* [EXERCISE DIRECTIONS]
Rewrite the listings from the line with "Expected: for every instance of the grass, the" through the line with "[[120, 238]]" as a two-column CSV with the headers request and answer, one row per listing. Put the listing's text and its answer each in a single quoted field, turning any line breaks into spaces.

A run of listings

- - -

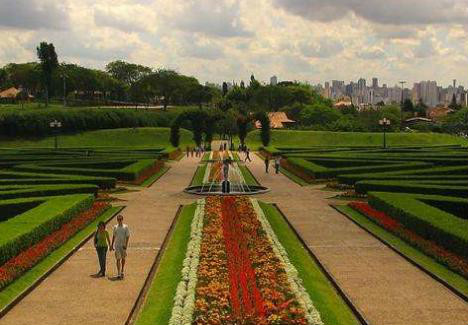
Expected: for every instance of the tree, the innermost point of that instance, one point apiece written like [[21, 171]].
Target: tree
[[264, 120], [49, 63], [128, 73], [242, 127], [453, 104], [408, 105]]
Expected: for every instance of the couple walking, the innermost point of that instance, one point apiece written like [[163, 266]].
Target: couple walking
[[119, 244]]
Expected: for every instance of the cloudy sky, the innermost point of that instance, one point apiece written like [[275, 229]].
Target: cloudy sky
[[216, 40]]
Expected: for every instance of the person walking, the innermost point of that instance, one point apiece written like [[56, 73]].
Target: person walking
[[247, 155], [267, 164], [121, 235], [277, 164], [101, 243]]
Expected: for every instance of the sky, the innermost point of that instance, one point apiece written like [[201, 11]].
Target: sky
[[217, 40]]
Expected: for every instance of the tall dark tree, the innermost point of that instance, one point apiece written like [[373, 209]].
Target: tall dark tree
[[453, 104], [408, 105], [49, 63]]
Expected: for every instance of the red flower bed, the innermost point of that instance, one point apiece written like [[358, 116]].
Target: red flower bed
[[451, 260], [240, 279], [19, 264]]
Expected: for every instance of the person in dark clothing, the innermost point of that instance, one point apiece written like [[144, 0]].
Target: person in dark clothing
[[277, 164], [247, 155], [101, 243]]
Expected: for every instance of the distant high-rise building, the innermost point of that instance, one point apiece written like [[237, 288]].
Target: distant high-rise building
[[274, 80]]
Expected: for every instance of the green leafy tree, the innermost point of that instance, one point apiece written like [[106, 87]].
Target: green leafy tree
[[49, 63], [265, 131]]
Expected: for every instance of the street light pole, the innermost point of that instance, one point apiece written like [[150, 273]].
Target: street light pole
[[384, 123], [55, 125]]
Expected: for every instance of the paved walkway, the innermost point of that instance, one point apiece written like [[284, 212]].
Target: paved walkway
[[384, 286], [71, 297]]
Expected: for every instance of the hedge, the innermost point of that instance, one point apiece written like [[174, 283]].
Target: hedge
[[426, 220], [28, 228], [23, 191], [24, 178], [364, 187], [129, 173], [36, 122], [320, 172]]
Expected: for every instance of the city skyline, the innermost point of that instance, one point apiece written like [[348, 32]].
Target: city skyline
[[306, 40]]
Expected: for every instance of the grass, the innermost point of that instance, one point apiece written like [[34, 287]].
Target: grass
[[332, 308], [295, 139], [129, 138], [159, 300], [453, 279], [150, 180], [248, 177], [199, 174], [10, 293], [294, 178]]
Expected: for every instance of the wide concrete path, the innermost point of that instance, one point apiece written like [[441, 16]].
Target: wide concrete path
[[71, 297], [384, 286]]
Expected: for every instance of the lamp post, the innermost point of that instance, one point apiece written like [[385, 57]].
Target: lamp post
[[385, 123], [55, 125]]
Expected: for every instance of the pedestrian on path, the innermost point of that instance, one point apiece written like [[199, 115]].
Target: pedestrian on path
[[120, 238], [101, 243], [277, 164], [247, 155]]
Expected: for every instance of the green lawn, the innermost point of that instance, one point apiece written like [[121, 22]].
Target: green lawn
[[9, 294], [131, 138], [332, 308], [293, 138], [199, 174], [428, 263], [150, 180], [159, 300]]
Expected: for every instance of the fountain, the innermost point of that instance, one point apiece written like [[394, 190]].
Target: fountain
[[224, 177]]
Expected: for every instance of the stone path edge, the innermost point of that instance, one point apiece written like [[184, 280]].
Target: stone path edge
[[355, 310], [132, 316], [36, 283], [417, 265]]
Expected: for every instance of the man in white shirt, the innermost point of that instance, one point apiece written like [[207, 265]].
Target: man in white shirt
[[120, 238]]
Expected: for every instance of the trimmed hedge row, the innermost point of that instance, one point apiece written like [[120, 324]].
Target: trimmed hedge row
[[129, 173], [426, 220], [30, 227], [24, 178], [364, 187], [23, 191], [320, 172]]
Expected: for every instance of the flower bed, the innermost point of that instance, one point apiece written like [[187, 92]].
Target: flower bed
[[451, 260], [19, 264], [244, 275]]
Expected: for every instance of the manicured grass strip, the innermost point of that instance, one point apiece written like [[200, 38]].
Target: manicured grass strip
[[294, 178], [151, 180], [31, 277], [429, 264], [159, 300], [199, 174], [248, 177], [331, 306]]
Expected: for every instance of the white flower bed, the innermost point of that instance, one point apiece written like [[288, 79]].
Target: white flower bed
[[184, 300], [311, 313]]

- - -

* [FINAL RESULT]
request,answer
"Expected: for every instance of the grass, the innermost point of that instance, one point apiece written like [[34, 287]]. Target: grass","[[332, 308], [295, 139], [129, 138], [159, 300], [453, 279], [150, 180], [248, 177], [199, 174], [10, 293], [294, 178]]"
"Expected: for every instance of the wide concrete path, the innermost point of that instance, one point apiece written like [[441, 16]]. Target: wide concrete path","[[71, 297], [384, 286]]"
"Expected: for every instance of the lamp post, the innermost point of that instance, one point apiece written like [[385, 57]]. Target: lamp post","[[385, 123], [55, 125]]"
"Expected: for every instance of the pedestrian on path, the innermost point of that instance, one point apiece written like [[199, 115]]. Target: pedestrian on path","[[120, 238], [101, 243], [277, 164], [247, 155]]"
"Expected: for every instance of the green lawn, the innermost point of that instance, one point apiece written like [[121, 22]]. Target: green lawn","[[9, 294], [131, 138], [332, 308], [293, 138], [199, 174], [428, 263], [150, 180], [159, 300]]"
"Expected: for every instance of the fountain, the innermost point of that instance, one point apiece written like [[394, 190]]. Target: fountain","[[224, 177]]"
"Expected: for every instance of the stone path edge, the innermost point of that instance, one point apiece written like [[184, 280]]. Target: stone path edge","[[355, 310], [132, 316], [36, 283], [417, 265]]"
"Expected: for every instance of the man in white shirt, the innermost point of that instance, one point apiece written like [[207, 265]]. Target: man in white shirt","[[120, 238]]"